» Quoted passage:
(CN) – As Alabama voters head to the polls on Super Tuesday to choose candidates up and down the ticket, those filling out Republican ballots will decide who will fill a seat on the Alabama Supreme Court.
Two seats on the high court are up for reelection this year and the Democratic Party did not qualify a judge for either position. And while one judge is running unopposed, Justice Brad Mendheim, the race for the second seat could have implications for the court’s future.
The election comes at a time when a federal judge recently determined the way Alabama elects its judges – through statewide, partisan elections – does not violate the Voting Rights Act.
Will voters pick the newcomer, state Senator Cam Ward? The lawmaker who led the Alabama Senate Judiciary Committee for 10 years said he’ll bring an understanding of the legislature to the job so the two branches could work together more smoothly.
Or will Alabamians stay with incumbent Justice Greg Shaw? The judge who spent 12 years on the bench and most of his legal career in the state appellate court system says he will help pass along institutional memory to a court filling with fresh faces.
The effect of the Alabama Supreme Court’s decisions is far-ranging. For instance, last June the high court heard oral arguments and in December decided that Alabama courts are a proper venue to hear lawsuits brought by two cities alleging rug manufacturers in Georgia contaminated the river bringing them their drinking water. The justices are currently deliberating over another case with implications over the interpretation of the ethics statues governing public servants across the state.
Judicial elections are different than the typical race for a lawmaker. Ethics rules forbid Alabama candidates from talking about past and future decisions, for instance.
Shaw said a stable and consistent judicial system is key to attracting business to a state. He’s seeking a third term because four new justices have filled out the bench over the last few years.
“I have very specific conservative beliefs about various things like the doctrine of the separation of powers, stare decisis, or statutory construction, and I feel like my knowledge in those areas is something that I can pass along to the younger justices and judges so that we have and keep predictability and stability in the Alabama Supreme Court,” he said in a phone interview.

» What is needed: Write a continuation of the article on the Alabama Supreme Court race, starting after its last sentence. The lines that come next are separate material and are not part of the article on the Alabama Supreme Court race.

» Data extract:

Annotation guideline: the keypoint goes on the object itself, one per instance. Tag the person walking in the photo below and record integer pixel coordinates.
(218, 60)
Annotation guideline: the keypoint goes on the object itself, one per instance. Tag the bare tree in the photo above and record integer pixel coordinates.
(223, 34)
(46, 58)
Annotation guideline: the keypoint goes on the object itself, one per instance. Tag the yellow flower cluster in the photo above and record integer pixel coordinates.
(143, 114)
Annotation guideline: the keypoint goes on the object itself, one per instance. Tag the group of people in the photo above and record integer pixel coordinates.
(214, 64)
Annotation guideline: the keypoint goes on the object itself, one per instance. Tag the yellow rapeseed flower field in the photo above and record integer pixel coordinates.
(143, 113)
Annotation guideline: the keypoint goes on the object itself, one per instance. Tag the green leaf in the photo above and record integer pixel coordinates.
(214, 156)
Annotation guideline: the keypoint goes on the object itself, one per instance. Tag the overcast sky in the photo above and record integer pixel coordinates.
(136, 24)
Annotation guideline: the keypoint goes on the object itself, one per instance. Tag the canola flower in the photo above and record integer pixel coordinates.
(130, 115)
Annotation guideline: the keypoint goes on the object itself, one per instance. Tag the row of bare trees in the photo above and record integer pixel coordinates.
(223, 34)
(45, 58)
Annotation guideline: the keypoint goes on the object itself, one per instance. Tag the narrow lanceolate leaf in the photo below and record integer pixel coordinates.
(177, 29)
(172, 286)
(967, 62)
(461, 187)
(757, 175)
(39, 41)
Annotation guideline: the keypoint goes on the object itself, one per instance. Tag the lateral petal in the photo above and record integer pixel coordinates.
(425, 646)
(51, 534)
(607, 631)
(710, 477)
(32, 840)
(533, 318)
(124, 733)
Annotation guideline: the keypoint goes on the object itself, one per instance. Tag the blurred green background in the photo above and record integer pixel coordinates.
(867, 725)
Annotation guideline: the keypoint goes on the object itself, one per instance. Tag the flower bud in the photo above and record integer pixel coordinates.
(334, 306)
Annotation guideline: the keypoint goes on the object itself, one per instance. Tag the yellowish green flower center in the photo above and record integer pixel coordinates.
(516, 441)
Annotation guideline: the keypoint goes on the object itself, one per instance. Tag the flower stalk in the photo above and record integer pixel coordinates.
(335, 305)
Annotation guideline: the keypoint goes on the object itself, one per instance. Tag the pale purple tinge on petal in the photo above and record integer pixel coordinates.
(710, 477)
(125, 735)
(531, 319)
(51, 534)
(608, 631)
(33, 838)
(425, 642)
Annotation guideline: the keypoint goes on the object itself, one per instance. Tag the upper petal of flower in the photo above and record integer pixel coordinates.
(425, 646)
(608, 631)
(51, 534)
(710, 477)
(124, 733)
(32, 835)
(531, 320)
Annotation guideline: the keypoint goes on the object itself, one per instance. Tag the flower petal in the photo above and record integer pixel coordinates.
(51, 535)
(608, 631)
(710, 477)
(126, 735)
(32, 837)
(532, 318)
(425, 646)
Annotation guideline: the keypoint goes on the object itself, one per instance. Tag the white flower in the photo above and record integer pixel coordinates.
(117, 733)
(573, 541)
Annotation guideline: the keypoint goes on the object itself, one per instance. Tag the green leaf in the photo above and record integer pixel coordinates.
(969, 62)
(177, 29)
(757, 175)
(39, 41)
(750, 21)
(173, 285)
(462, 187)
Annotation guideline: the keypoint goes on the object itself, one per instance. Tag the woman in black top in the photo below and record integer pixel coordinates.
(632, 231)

» Response to the exercise:
Shaw, when not working through decisions, keeps a hobby farm with pigmy goats and bees. He’s a journeyman beekeeper.
In a commercial released Feb. 17, he’s shown hauling hay and firing an over-under shotgun while the ad describes him as “Trump tough.”
“After we are elected, there can be no more politics involved in our decision making,” Shaw said. “It has to be based solely on the law and we have to not inject our personal opinions. That is a difficult thing to do and you have to have the character to do it. And I think that’s part of the reference to Trump, to being Trump tough.”
Shaw began his legal career in the appellate courts as a lawyer supporting the late Justice Janie Shores, the first woman to serve on the Alabama Supreme Court.
Meanwhile, Senator Ward is trying to bring a fresh perspective to the high court. The self-identified strict constructionist vowed to leave his law-making days behind but believes a background working in the Senate would help him on the bench.
“In Alabama, we have a very high fee-based system. … I hate to say it but sometimes it’s a pay-to-play system, which I think is wrong but I think there’s a reason for that and there’s a gap in the dialogue between the legislative and judicial branch of government,” Ward said in a phone call.
When he’s not working, Ward exercises – jogging — and reads historical nonfiction. He’s currently working through a biography of former Justice Sandra Day O’Connor.
Mendheim did not respond to a request for comment.
In September 2016, the Alabama State Conference of the NAACP challenged the way the state holds appellate judicial elections. The Alabama Supreme Court, it pointed out, was made up of white Republicans.
The statewide election in a state rife with racially polarized voting did not give black Alabamians the opportunity to choose a judge to all three of the state appellate courts, the Alabama NAACP argued.
But at the beginning of February, U.S. District Judge W. Keith Watkins disagreed. The election of Democrat Doug Jones – considered one of the most vulnerable U.S. senators up for reelection this year – showed that it was possible for a black-preferred candidate to win statewide, the George W. Bush appointee noted.
The system the state had in place for about 150 years was going to stay, Watkins decided. Furthermore, he wrote that the makeup of the appellate courts was more attributable to a slow decline in support of the Democratic Party in Alabama.
The Alabama Democratic Party did not return several requests for comment.
James Blacksher, an attorney that helped bring the suit challenging the constitutionality of the voting system, said black and Latino people with civil rights claims may turn to federal courts in Alabama because of a perceived bias in the state court system created by a “white voting majority.”
“The most important thing to note is that under the current election system, it is unlikely that any civil rights claims will be filed in state court,” Blacksher said in a phone interview.
The Alabama NAACP has 30 days from the Feb. 5 date of the decision to appeal.
When asked about the federal case, Shaw said he disagreed with the NAACP’s proposal to create districts that each elect a justice to the appellate courts, which he said would place pressure on judges to skew decisions in favor of the district that placed them on the bench.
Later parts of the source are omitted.